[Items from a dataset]
--------------------------------

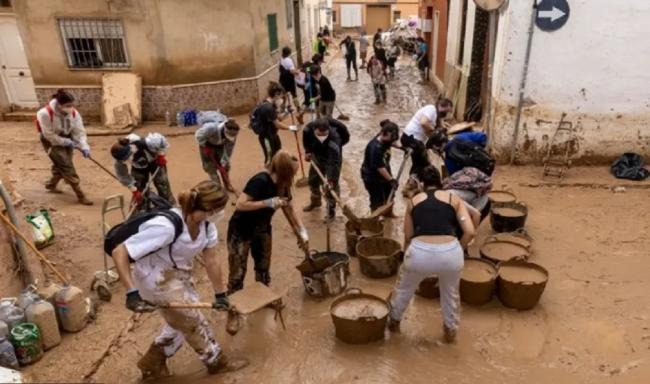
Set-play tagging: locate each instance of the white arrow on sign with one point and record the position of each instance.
(553, 14)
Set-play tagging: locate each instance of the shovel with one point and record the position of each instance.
(389, 203)
(342, 116)
(346, 210)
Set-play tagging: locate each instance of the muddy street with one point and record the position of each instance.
(592, 324)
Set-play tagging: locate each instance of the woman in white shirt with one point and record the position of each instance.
(162, 273)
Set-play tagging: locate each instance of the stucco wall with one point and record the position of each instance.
(595, 69)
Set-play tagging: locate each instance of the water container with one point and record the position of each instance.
(26, 297)
(10, 313)
(27, 341)
(71, 308)
(42, 313)
(4, 329)
(8, 357)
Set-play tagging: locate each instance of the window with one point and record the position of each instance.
(94, 43)
(272, 23)
(289, 12)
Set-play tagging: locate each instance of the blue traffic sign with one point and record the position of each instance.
(552, 14)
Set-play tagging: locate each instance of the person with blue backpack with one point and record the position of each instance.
(162, 245)
(265, 121)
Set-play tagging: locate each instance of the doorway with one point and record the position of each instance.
(377, 16)
(14, 71)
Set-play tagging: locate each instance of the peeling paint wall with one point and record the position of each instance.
(595, 69)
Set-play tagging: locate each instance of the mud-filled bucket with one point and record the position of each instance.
(477, 282)
(367, 228)
(501, 196)
(329, 281)
(429, 288)
(379, 257)
(521, 284)
(508, 217)
(498, 251)
(358, 317)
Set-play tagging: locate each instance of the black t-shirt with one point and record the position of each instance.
(377, 156)
(259, 187)
(268, 114)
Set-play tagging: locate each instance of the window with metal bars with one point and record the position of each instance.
(94, 43)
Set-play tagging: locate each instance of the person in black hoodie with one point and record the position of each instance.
(323, 140)
(327, 95)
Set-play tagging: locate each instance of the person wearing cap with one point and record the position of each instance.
(155, 266)
(62, 130)
(216, 137)
(148, 158)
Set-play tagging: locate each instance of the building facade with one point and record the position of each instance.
(200, 54)
(369, 15)
(594, 69)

--------------------------------

Goal of the exercise:
Give all of the data above as a numbered list with no blank lines, and leave the pictures out.

Exercise response:
1. Set-play tagging: locate each instance of the white arrow on sign with one point and record the position of each instance.
2. (553, 14)
3. Set-play tagging: locate each instance of the shovel with one point and record the position of each instance.
4. (389, 203)
5. (342, 116)
6. (346, 210)
7. Set-play tagging: locate each instance of the muddy street with one point and record the position of each instance.
8. (592, 324)
9. Set-play tagging: locate each instance of the woman in white shirt with one point and record the position of each instance.
10. (162, 273)
11. Set-play tagging: locate each instance of the stucco wall with one point and record the position of each instance.
12. (595, 69)
13. Set-play tagging: locate each instance of the water container with one point and record the position of each instance.
14. (26, 297)
15. (10, 313)
16. (27, 341)
17. (71, 308)
18. (42, 313)
19. (4, 329)
20. (8, 357)
21. Set-play tagging: locate each instance of the window with one point and record the position of each instance.
22. (94, 43)
23. (272, 23)
24. (289, 12)
25. Set-play tagging: locate each instance of the blue traffic sign with one point and record the position of each instance.
26. (552, 14)
27. Set-play tagging: locate each instance of the person with blue backpack with one point and record the position of each instance.
28. (162, 245)
29. (265, 121)
30. Set-play tagging: locate each instance of the doorway with one point and record the position of each instance.
31. (377, 16)
32. (14, 71)
33. Set-play tagging: locate each instance of the peeling paint wall with one point and record the position of each instance.
34. (595, 69)
35. Set-play tagging: locate each instance of the mud-filled bucket with one point and record the position of each instance.
36. (477, 282)
37. (367, 228)
38. (501, 196)
39. (329, 281)
40. (429, 288)
41. (379, 257)
42. (521, 284)
43. (508, 217)
44. (498, 251)
45. (358, 317)
46. Set-play tagging: locate each instance of the black t-shirt with one point and record the position of each instance.
47. (377, 156)
48. (259, 187)
49. (268, 114)
50. Set-play tagging: locate each instance of the window with metal bars with one point and record the position of each instance.
51. (94, 43)
52. Set-play tagging: locate each instance of the person in black hoodie with one point and record the position of each instance.
53. (323, 140)
54. (327, 95)
55. Set-play tagging: locate each instance of the person wearing cap with one point and record the position of each instance.
56. (155, 266)
57. (62, 130)
58. (216, 137)
59. (148, 158)
60. Set-play tagging: locate each instance of the building facade with one point and record the position of each instance.
61. (200, 54)
62. (369, 15)
63. (594, 69)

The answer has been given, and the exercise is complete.